## Data entries:
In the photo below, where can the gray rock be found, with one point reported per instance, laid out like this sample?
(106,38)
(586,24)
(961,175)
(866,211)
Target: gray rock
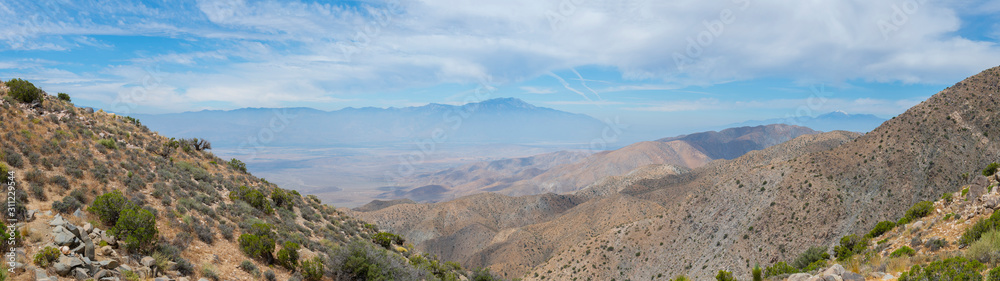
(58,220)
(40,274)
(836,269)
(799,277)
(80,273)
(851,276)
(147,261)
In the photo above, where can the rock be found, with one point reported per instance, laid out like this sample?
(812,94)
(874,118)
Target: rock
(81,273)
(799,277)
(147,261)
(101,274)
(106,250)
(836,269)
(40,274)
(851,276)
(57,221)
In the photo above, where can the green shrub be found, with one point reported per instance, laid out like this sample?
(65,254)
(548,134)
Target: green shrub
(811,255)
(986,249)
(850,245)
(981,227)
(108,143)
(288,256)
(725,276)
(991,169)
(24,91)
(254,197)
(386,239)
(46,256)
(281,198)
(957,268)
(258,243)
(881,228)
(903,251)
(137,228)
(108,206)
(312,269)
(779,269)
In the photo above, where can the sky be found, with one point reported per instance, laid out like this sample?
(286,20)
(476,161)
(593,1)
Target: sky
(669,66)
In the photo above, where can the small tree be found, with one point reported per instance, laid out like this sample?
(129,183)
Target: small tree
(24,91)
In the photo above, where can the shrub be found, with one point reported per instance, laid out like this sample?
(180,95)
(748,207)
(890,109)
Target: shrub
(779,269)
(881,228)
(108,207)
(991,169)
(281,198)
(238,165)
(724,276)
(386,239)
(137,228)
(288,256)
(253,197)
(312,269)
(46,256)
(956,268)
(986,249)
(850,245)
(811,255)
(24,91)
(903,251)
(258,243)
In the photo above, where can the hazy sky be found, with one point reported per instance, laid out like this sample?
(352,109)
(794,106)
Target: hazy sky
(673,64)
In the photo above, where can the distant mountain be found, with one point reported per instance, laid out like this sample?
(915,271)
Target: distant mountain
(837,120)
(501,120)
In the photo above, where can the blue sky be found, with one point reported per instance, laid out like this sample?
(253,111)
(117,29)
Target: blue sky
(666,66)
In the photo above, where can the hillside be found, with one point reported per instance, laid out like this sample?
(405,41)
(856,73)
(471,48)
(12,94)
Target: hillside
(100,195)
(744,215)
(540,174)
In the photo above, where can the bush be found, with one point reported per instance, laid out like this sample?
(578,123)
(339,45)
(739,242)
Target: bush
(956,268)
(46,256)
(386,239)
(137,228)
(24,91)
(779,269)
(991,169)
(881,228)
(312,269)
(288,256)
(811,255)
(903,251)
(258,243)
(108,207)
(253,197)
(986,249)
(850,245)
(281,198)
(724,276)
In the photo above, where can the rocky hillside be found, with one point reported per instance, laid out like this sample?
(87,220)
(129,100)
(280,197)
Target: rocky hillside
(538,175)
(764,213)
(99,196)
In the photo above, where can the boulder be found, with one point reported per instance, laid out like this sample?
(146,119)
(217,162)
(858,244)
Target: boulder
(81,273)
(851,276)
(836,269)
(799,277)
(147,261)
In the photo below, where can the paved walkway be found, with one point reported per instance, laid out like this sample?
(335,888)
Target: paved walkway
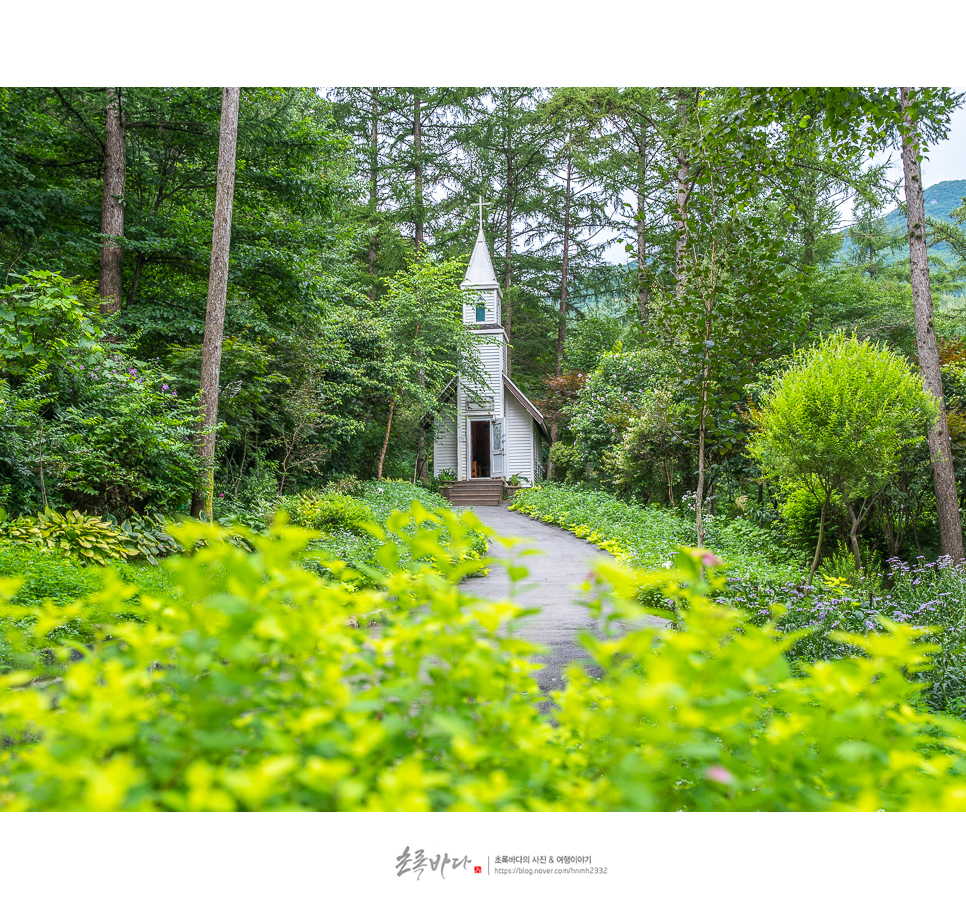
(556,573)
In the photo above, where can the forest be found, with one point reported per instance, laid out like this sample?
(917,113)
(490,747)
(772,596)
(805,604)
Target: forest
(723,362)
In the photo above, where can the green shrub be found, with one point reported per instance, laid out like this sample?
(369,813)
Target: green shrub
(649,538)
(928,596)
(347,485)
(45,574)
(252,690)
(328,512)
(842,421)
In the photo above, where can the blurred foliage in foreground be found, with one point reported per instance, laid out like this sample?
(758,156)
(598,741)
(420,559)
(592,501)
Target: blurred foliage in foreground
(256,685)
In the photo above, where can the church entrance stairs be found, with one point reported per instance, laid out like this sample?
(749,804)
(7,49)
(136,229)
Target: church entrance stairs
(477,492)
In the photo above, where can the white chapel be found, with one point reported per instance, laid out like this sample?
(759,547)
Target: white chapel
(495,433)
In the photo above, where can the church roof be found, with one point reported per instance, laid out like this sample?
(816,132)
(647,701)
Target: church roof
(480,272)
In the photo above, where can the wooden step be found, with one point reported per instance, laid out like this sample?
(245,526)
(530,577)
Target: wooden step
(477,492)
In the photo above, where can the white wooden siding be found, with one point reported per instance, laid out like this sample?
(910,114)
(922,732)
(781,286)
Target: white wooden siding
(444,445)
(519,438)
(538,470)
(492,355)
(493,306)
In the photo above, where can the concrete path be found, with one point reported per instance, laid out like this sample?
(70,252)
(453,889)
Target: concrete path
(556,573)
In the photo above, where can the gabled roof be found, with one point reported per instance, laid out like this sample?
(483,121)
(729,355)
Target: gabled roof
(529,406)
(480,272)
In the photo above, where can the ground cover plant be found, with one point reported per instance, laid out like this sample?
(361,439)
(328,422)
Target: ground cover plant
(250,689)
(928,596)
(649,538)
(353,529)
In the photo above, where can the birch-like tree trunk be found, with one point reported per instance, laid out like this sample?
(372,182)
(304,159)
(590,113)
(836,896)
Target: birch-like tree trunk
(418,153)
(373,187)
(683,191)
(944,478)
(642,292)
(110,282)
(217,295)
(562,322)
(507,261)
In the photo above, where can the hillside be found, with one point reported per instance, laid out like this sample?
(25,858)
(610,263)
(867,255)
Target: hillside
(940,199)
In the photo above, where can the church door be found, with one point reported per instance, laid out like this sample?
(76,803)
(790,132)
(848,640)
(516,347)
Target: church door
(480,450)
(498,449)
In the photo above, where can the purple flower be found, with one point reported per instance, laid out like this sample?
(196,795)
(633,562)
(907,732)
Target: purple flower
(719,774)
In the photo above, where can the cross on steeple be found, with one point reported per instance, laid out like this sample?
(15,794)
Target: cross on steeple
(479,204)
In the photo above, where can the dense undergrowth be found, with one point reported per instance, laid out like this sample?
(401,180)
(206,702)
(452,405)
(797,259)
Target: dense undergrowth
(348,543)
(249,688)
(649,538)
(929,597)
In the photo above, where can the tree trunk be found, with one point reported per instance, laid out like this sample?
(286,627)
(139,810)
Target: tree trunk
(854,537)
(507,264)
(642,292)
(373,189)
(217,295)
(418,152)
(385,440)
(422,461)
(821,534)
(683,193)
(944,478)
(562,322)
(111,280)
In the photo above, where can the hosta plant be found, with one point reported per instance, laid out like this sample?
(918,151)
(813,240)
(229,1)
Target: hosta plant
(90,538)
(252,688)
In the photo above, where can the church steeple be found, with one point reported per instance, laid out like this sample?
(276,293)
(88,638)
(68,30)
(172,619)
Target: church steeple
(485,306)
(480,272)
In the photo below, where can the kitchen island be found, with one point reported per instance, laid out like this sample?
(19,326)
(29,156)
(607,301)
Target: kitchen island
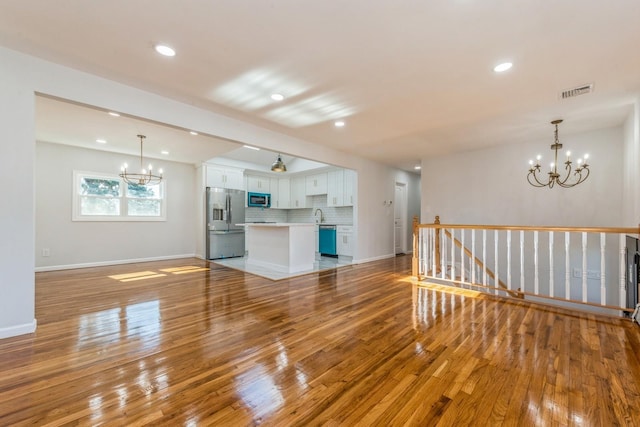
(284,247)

## Goal:
Each entry should be repeated exactly as it appears; the pictures stay out.

## Correct response:
In the photo below, where can the gray rock be found, with one point reported per instance, laid out like this sample?
(106,38)
(586,24)
(961,175)
(866,211)
Target: gray rock
(58,220)
(40,274)
(836,269)
(799,277)
(80,273)
(851,276)
(147,261)
In the photo above, where can the rock be found, with one point reported per instance, laid out like this sample?
(812,94)
(874,118)
Target: rock
(81,273)
(799,277)
(147,261)
(101,274)
(106,250)
(836,269)
(40,274)
(851,276)
(57,221)
In the photo above, where can the green shrub be found, with one point reported per instance, laid out like this sample?
(65,254)
(548,134)
Target: green shrub
(811,255)
(986,249)
(850,245)
(981,227)
(108,143)
(288,256)
(725,276)
(991,169)
(24,91)
(254,197)
(386,239)
(46,256)
(281,198)
(957,268)
(258,243)
(881,228)
(903,251)
(137,228)
(108,206)
(312,269)
(779,269)
In the photo above, where can the sky be found, with one point reported per instance, laid out like this sample?
(286,20)
(476,161)
(593,1)
Target: sky
(669,66)
In the photo above, where can the small tree be found, with one point reported per instance, laid out like this sample?
(129,183)
Target: small tree
(24,91)
In the photo above, where can the shrub be found, with one point reported per instance, laid out like this sample?
(180,95)
(748,207)
(890,109)
Target: shrub
(779,269)
(881,228)
(108,207)
(991,169)
(281,198)
(238,165)
(724,276)
(386,239)
(137,228)
(288,256)
(253,197)
(312,269)
(46,256)
(956,268)
(986,249)
(850,245)
(811,255)
(24,91)
(903,251)
(258,243)
In the photo above, where can the hazy sky be found, with one point reported per instance, laid out like this sample?
(352,109)
(794,106)
Target: hazy sky
(673,64)
In the photo above, where can the distant mountain be found, with one point reported per instance, laid out like this sample?
(915,271)
Target: distant mountain
(837,120)
(501,120)
In the photo above, where can the blue sky be found, with one point reported per instance, laid out like this sample?
(253,111)
(117,29)
Target: blue sky
(666,66)
In the photo above, where can the hillside be found, with one point reported per instance, laid out like this sample?
(405,41)
(856,73)
(471,48)
(12,94)
Target: hillside
(100,195)
(744,215)
(540,174)
In the photo above, where can the bush be found, with one point reported per instance, laid out like this sample?
(578,123)
(339,45)
(739,242)
Target: bush
(956,268)
(46,256)
(386,239)
(137,228)
(24,91)
(779,269)
(991,169)
(881,228)
(312,269)
(288,256)
(811,255)
(903,251)
(258,243)
(108,207)
(253,197)
(986,249)
(850,245)
(281,198)
(724,276)
In the photo above, where can the rocky hillside be found, with one point reported per instance, laid out like this sample?
(87,220)
(129,100)
(280,197)
Target: rocky hillside
(538,175)
(764,213)
(99,196)
In the photo above, where can the boulder be found, with one point reported per instance, laid out like this sample?
(146,119)
(217,162)
(858,244)
Target: boulder
(81,273)
(851,276)
(836,269)
(799,277)
(147,261)
In the photo below, where can the paved walkway be found, with one point reported per instance, laid out like this sample?
(335,888)
Target: paved walkway
(556,573)
In the photo above, where can the forest be found, with one point reported per instance, laid out like this sample?
(917,113)
(490,747)
(772,596)
(805,604)
Target: forest
(723,362)
In the photo above, where can the green shrub be found, with one point reported per instance, laid out like this sample?
(369,813)
Target: green shrub
(649,538)
(928,596)
(347,485)
(45,574)
(252,690)
(328,512)
(842,421)
In the photo above, where can the blurred foliage in foreground be found, with one point reported per instance, laid out like this sample?
(758,156)
(598,741)
(420,559)
(592,501)
Target: blurred foliage in foreground
(256,685)
In the photo above, where can the church entrance stairs be found, with one point reported per instance, laid out like this sample?
(749,804)
(7,49)
(136,229)
Target: church entrance stairs
(477,492)
In the photo above, where can the white chapel be found, with one point reported per instance, laid out like this sample?
(759,547)
Target: white chapel
(495,433)
In the photo above, where can the church roof be found, with one point reported per instance, laid out like this sample?
(816,132)
(647,701)
Target: church roof
(480,272)
In the photo above, where can the wooden step be found, with one point reported per instance, laid out like this sample?
(245,526)
(530,577)
Target: wooden step
(477,492)
In the photo above, where can the white wooden siding be found, with one point reported per instance, laid out like this sample?
(910,114)
(922,732)
(781,286)
Target: white wooden siding
(444,445)
(519,438)
(538,470)
(492,355)
(493,306)
In the photo above, where can the concrete path be found, with one point reported per instance, laid out like this sample?
(70,252)
(453,889)
Target: concrete path
(556,573)
In the photo above, where can the gabled roof be found, with one point reported per instance, laid out like this sample?
(483,121)
(729,355)
Target: gabled roof
(529,406)
(480,272)
In the photo above, where can the ground cover plant be found, with one point reported per instance, laid out like this sample?
(361,439)
(328,422)
Target: ground cover plant
(250,689)
(928,596)
(649,538)
(353,529)
In the photo above, where can the birch-like tree trunk be found, with one point reported per instance, laid out like this sample?
(372,182)
(304,159)
(590,113)
(836,896)
Target: birch-like tree trunk
(418,153)
(373,187)
(683,191)
(944,478)
(642,292)
(110,282)
(217,295)
(562,322)
(507,261)
In the photo above, where can the hillside be found, with one point reported per instance, laid out like this sample?
(25,858)
(610,263)
(867,255)
Target: hillside
(940,199)
In the photo above, where can the church door be found, with one point reported per instance, laid out like this sample?
(76,803)
(790,132)
(848,640)
(516,347)
Target: church door
(480,450)
(498,449)
In the photo above, where can the purple flower be found, with one point reported per instance, laid out like this sample?
(196,795)
(633,562)
(907,732)
Target: purple flower
(719,774)
In the photo above, where can the cross on steeple be found, with one point reported per instance, laid out like this sample?
(15,794)
Target: cross on steeple
(479,204)
In the photo above, where can the dense undergrowth be found, with one point reported per instance, laid out like this sample?
(401,180)
(206,702)
(452,405)
(797,259)
Target: dense undergrowth
(348,543)
(249,688)
(649,538)
(929,597)
In the photo above, where can the tree trunk be found, with one point reported per instance, laid out like this sample?
(286,627)
(139,810)
Target: tree trunk
(854,537)
(507,264)
(642,292)
(373,189)
(217,295)
(418,152)
(385,440)
(422,461)
(821,534)
(683,193)
(944,478)
(562,322)
(111,280)
In the photo above, where can the hosta plant be found, with one point reported per instance, laid out like this sample?
(918,151)
(813,240)
(229,1)
Target: hosta plant
(90,538)
(252,688)
In the photo above, where can the church steeple be found, with one point reported per instance, laid out like this sample?
(276,293)
(88,638)
(68,30)
(172,619)
Target: church steeple
(485,306)
(480,272)
In the photo below, where can the kitchen island be found, with one point reported per instance, laid out like this sample?
(19,326)
(29,156)
(607,301)
Target: kitchen island
(284,247)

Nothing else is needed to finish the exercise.